## Texte présenté

§

Tout de suite présentée comme une « guerre de religion » par les médias et la droite israélienne, elle est en fait la conséquence des longs efforts israéliens pour judaïser la ville et la vider de ses habitants palestiniens.
Nur Arafeh, qui est membre du parti Al-Shabaka, analyse les principaux changements qu’Israël a instaurés illégalement à Jérusalem et elle décrit le réel abandon de la population par l’Organisation de libération/Autorité palestinienne qui la laisse se débrouiller toute seule. Elle conclut par des recommandations politiques à l’OLP/AP, aux universitaires et analystes palestiniens et au mouvement de solidarité internationale.
Le mythe de la guerre de religion
Jérusalem s’est retrouvée sous le feu des projecteurs du fait des récents affrontements entre des colons israéliens et des Palestiniens à la mosquée Al-Aqsa. L’esplanade des mosquées, qu’on appelle aussi Al-Haram Al-Sharif ou le Noble Sanctuaire, contient Al-Aqsa elle-même, le troisième lieu saint de l’islam, et le Dôme du Rocher, où le Prophète Muhammad est monté au ciel selon la tradition. Les Juifs vénèrent ce site car ils croient que deux temples juifs s’y sont trouvés successivement autrefois.
Un certain nombre de Juifs ultra-orthodoxes ont régulièrement violé le statu quo instauré en 1967 en faisant des incursions sur l’esplanade d’Al-Aqsa et en appelant Israël à construire un troisième temple sur ce qu’ils appellent le Mont du Temple. [1] Une vidéo par un Palestinien, des membres du Mouvement du Mont du Temple ont fait d’autres incursions dans Al-Aqsa et, le 30 octobre 2014, Israël a interdit aux Musulmans de prier sur l’esplanade pour la première fois depuis 1967. Les tensions à Jérusalem ont atteint leur point culminant après l’attaque par deux Palestiniens d’une synagogue ultra-orthodoxe le 18 novembre 2014 qui a fait cinq morts : quatre Juifs et un officier de police druze. La nouvelle année a commencé par une mise en garde du Moufti de Jérusalem contre le projet d’une organisation israélienne de faire enregistrer la mosquée Al-Aqsa comme propriété israélienne.
Mais cela peut-t-il vraiment être considéré comme le début d’une guerre de religion ? Le conflit politique est-il vraiment devenu une guerre de croyances ? Selon The Guardian (http://www.theguardian.com/commentisfree/2014/nov/20/israel-palestine-conflict-religious-war) : « C’est ce à quoi ressemble une guerre de religion » Un commentateur palestinien d’Al-Hiwar en convient. Moshe Feiglin, membre suppléant de la Knesset, est allé encore plus loin en parlant d’une lutte mondiale « contre les forces du mal de l’Islam le plus extrémiste. » Pire encore, le Mouvement du Mont du temple retourne la situation en proclamant que l’un de ses objectifs est de « libérer le Mont du Temple de l’occupation arabe (islamique) », faisant des colonisateurs les colonisés.
Mais ceux qui qualifient ces événements de guerre religieuse, non seulement ignorent la réalité du déséquilibre de pouvoir entre le colonisateur et le colonisé, mais aussi négligent l’histoire et le contexte dans lequel les événements récents se sont déroulés.

§

## Lignes de données

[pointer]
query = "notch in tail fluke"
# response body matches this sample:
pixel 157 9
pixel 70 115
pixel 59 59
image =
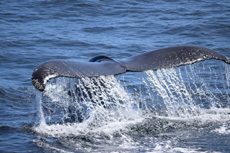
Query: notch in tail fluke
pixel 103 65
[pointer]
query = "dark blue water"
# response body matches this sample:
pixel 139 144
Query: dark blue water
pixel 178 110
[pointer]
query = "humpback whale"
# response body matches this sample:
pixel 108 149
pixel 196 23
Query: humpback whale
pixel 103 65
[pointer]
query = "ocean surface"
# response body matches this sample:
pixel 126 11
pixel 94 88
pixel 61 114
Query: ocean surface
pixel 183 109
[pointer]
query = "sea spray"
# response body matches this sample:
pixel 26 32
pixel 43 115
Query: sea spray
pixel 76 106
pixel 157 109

§

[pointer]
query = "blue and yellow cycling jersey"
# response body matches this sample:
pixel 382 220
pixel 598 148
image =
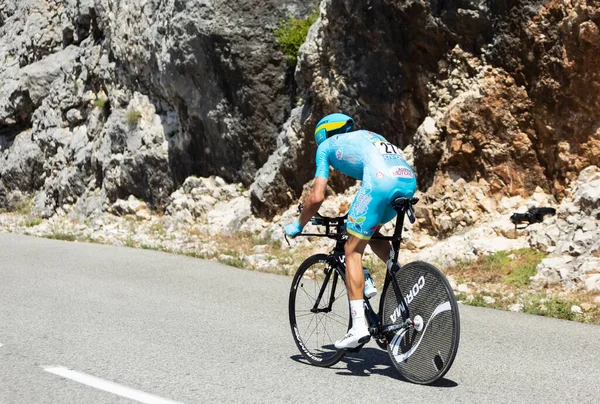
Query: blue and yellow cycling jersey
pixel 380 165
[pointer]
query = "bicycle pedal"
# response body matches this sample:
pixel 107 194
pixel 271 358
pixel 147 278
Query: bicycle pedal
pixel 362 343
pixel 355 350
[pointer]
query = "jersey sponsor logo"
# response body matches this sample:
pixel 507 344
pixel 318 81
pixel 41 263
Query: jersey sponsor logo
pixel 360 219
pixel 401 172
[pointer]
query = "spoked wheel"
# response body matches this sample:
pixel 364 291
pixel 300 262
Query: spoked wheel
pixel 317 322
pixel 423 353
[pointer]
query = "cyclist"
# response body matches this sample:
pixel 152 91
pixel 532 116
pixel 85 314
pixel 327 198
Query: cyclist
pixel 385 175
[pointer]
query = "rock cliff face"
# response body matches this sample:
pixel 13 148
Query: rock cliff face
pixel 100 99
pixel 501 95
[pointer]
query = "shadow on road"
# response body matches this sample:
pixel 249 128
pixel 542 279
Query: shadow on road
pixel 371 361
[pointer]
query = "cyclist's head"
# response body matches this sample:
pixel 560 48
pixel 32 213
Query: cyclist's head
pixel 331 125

§

## Consigne
Recopiez mot pour mot le passage du texte sur Jérusalem qui va de « Mais cela peut-t-il » jusqu'à « colonisateurs les colonisés. » inclus.

## Corrigé
Mais cela peut-t-il vraiment être considéré comme le début d’une guerre de religion ? Le conflit politique est-il vraiment devenu une guerre de croyances ? Selon The Guardian (http://www.theguardian.com/commentisfree/2014/nov/20/israel-palestine-conflict-religious-war) : « C’est ce à quoi ressemble une guerre de religion » Un commentateur palestinien d’Al-Hiwar en convient. Moshe Feiglin, membre suppléant de la Knesset, est allé encore plus loin en parlant d’une lutte mondiale « contre les forces du mal de l’Islam le plus extrémiste. » Pire encore, le Mouvement du Mont du temple retourne la situation en proclamant que l’un de ses objectifs est de « libérer le Mont du Temple de l’occupation arabe (islamique) », faisant des colonisateurs les colonisés.